▶ **GIVEN TEXT**:
^^^^

Common eiders carrying small amounts of lead in their systems (below toxic levels) arrived later and often in poor condition to the breeding grounds. “Arrival date and condition are tightly connected to reproductive success,” says Provencher.
Previous lab research indicates high levels of lead contamination can impact a duck’s ability to fight disease and cause oxidative stress (when there’s too many potentially harmful free radicals in the system). This causes decreased energy and difficulty foraging.
Provencher hypothesizes birds in the wild, that are faced with environmental stressors (moult, predation), are less equipped to manage even trace levels of this toxin.
How did the lead get into the eiders’ bodies in the first place? “In a population, birds are probably exposed to a variety of sources,” says Provencher.
Lead is naturally occurring in the environment and can be trophically transferred to waterfowl. This occurs when lead is absorbed by microbes in the soil and travels through the food chain, until it’s eventually consumed by common eiders.
It’s also possible contaminated arctic ducks ingested lead shot that made its way into waterways. While lead shot has been banned for use in waterfowl hunting across Canada since 1999, Greenland only just recently prohibited its use. Provencher says some ducks may have been hit with lead shot and survived or swallowed a lead fishing weight.

^^^^

▶ **DATA**:
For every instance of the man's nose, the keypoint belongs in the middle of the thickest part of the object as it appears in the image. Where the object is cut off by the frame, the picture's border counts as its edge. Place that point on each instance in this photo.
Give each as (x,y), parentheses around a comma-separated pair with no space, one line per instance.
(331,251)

^^^^

▶ **ACTION ITEM A**:
In the passage on lead in common eiders, since what year has lead shot been banned for waterfowl hunting across Canada?
▶ **ACTION ITEM B**:
From the passage on lead in common eiders, copy word for word the part that opens with the words containing "Common eiders carrying" and closes with "and difficulty foraging.".

▶ **WRITTEN REPLY A**:
Since 1999.

▶ **WRITTEN REPLY B**:
Common eiders carrying small amounts of lead in their systems (below toxic levels) arrived later and often in poor condition to the breeding grounds. “Arrival date and condition are tightly connected to reproductive success,” says Provencher.
Previous lab research indicates high levels of lead contamination can impact a duck’s ability to fight disease and cause oxidative stress (when there’s too many potentially harmful free radicals in the system). This causes decreased energy and difficulty foraging.